Task: Copy exactly, and only, the lines from the line containing "Exercise. Spot the arched" through the last line of the records below, both included.

(Saved data entries)
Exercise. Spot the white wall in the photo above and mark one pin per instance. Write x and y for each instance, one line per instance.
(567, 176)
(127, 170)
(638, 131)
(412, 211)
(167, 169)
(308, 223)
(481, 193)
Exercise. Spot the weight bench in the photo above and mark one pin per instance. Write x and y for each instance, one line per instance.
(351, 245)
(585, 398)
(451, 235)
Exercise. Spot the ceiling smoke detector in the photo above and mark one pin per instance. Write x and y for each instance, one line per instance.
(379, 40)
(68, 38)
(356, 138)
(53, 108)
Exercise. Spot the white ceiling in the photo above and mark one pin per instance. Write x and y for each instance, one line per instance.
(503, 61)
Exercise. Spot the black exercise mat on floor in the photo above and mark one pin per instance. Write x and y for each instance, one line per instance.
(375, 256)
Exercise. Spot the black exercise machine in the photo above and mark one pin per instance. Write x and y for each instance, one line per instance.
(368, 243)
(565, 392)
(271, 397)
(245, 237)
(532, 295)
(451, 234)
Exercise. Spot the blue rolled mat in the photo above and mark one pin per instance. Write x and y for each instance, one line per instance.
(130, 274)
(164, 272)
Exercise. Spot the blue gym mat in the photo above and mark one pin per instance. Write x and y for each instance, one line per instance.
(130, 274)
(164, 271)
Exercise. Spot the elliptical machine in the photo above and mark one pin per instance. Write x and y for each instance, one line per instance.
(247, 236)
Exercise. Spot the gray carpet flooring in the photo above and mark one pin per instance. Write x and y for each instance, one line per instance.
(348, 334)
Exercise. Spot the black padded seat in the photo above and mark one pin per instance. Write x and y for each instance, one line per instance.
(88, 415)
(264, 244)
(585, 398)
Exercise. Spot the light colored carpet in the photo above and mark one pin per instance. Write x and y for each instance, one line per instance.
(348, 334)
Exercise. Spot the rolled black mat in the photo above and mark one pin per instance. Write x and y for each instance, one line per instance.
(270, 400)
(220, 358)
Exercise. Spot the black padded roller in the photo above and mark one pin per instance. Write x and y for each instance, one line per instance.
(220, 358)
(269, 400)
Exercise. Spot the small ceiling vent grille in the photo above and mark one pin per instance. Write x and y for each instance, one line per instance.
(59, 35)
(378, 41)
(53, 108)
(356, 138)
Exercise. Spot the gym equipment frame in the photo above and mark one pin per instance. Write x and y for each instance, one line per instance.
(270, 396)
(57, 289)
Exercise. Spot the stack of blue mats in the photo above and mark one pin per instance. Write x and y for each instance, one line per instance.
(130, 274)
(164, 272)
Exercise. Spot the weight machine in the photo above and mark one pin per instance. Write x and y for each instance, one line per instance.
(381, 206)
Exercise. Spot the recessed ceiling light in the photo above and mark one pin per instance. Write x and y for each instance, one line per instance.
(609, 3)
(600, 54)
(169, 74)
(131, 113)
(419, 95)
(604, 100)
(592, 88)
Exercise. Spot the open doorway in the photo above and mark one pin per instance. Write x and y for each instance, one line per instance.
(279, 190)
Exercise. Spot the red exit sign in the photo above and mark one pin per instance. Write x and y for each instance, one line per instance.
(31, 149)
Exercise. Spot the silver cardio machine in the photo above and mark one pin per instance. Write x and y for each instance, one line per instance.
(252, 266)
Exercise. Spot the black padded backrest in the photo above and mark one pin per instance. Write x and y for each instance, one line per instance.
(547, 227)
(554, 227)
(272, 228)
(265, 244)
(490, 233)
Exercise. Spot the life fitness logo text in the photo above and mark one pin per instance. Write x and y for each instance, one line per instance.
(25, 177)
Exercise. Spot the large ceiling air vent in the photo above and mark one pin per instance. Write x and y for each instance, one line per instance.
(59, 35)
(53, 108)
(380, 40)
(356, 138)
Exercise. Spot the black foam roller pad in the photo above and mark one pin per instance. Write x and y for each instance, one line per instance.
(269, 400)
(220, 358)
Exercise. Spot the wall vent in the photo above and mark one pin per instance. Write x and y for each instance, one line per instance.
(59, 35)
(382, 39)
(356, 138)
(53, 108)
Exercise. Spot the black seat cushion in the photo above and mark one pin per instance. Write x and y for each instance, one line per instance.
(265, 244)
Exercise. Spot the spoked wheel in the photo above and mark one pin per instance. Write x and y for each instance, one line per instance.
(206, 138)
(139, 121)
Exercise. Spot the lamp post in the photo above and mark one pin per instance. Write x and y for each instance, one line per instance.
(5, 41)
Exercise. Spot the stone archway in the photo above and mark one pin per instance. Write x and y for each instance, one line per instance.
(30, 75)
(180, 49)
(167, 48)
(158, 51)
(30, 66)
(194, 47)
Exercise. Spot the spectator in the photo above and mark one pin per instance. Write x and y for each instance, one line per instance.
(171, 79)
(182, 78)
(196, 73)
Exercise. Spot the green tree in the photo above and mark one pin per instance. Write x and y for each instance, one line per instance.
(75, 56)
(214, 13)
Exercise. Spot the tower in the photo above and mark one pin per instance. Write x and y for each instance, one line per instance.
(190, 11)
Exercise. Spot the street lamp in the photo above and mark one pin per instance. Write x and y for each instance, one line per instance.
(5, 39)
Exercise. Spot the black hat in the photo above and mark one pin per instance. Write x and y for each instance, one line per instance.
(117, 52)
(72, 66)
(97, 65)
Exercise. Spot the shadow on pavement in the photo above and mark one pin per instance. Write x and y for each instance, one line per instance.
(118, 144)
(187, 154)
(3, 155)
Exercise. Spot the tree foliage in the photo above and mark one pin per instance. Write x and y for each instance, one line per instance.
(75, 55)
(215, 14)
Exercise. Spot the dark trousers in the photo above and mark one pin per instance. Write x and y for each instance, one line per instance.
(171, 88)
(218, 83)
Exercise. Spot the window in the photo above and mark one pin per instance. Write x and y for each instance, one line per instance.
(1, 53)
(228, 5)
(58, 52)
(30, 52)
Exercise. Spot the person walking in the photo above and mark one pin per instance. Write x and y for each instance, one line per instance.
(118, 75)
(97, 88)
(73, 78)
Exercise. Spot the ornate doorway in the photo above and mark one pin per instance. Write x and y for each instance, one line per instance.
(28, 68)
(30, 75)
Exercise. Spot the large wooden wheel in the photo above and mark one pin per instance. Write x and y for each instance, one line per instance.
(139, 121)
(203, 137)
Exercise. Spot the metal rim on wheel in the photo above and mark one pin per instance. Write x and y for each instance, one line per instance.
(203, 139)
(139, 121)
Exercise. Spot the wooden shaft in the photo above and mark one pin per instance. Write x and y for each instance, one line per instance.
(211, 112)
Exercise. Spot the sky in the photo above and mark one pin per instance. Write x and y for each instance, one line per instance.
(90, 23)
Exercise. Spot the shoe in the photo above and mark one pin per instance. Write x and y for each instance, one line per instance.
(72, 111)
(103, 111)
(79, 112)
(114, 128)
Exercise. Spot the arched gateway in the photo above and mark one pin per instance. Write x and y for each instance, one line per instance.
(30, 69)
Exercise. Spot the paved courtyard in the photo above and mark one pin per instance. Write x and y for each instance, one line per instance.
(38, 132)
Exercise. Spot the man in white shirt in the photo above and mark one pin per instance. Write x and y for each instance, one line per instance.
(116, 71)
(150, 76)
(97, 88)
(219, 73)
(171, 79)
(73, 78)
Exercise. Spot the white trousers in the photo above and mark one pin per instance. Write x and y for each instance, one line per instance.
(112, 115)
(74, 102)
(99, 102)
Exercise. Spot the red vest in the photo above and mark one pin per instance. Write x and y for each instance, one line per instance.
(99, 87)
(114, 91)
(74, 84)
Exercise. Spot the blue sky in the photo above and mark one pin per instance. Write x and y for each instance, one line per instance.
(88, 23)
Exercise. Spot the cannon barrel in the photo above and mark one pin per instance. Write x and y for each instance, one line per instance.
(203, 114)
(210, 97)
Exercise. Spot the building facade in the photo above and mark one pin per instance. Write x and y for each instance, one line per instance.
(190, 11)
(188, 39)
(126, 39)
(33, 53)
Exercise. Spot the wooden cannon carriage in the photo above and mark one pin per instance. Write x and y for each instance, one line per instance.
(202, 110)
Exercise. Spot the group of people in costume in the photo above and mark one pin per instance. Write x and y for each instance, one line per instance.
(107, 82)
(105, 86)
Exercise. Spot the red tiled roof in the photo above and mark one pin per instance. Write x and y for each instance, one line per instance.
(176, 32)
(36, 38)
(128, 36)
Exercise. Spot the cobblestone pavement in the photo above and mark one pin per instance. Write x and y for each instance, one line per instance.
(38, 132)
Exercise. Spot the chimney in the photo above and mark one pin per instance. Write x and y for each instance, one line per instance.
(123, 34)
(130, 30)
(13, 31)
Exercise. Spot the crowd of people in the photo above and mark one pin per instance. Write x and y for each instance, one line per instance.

Written response:
Exercise. Spot the arched gateway in the photo above and mark one pin per instance. Write x and y for each instance, one line per instance.
(30, 69)
Exercise. Spot the paved courtyard in the photo above and mark one pin per instance. Write x and y for each instance, one line per instance.
(38, 132)
Exercise. Spot the man in white shirt in the photo above and mark one pin per instance. Write x and y for each instance, one line per instance.
(116, 71)
(150, 76)
(97, 88)
(219, 73)
(171, 79)
(73, 78)
Exercise. Spot the white trousers in the photo above and mark one pin per instance. Write x and y for each instance, one line per instance.
(112, 115)
(74, 102)
(99, 102)
Exercise. Spot the red vest in the photo above and mark one pin per instance. Write x and y for each instance, one line per instance.
(99, 87)
(114, 91)
(74, 84)
Exercise. Spot the blue sky in the photo above and mark one pin per instance. Write x and y for each instance, one line per instance.
(88, 23)
Exercise. Spot the cannon barrel in the photo above and mark one pin per instance. Write x and y for each instance, one line per instance.
(203, 114)
(210, 97)
Exercise. Spot the building facade in the photo above and mark one pin per instance. Write x and y for each instance, one line per instance.
(190, 11)
(188, 39)
(126, 39)
(33, 53)
Exercise. Spot the wooden cannon carriage in the photo above and mark one pin per instance. Write x and y for each instance, one line per instance.
(202, 110)
Exercise. Spot the group of people in costume in the photo above and mark one pin per instance. Write x and y for each instance, one line per instance.
(107, 82)
(105, 86)
Exercise. Spot the red tiled roof in the photo above and mark one pin per instance. Write x and y for each instance, one line per instance.
(176, 32)
(36, 38)
(128, 36)
Exercise. Spot the cobblestone pavement in the photo above and mark one pin per instance. Write x and y for each instance, one line per instance.
(38, 132)
Exercise. Spot the chimney in the photo above and mark one pin per instance. Write x and y for each instance, one line per instance.
(123, 34)
(130, 30)
(13, 31)
Exercise. Spot the crowd of people in the photo above and mark one pin per instance. Write x and y for each instance, one line per instance.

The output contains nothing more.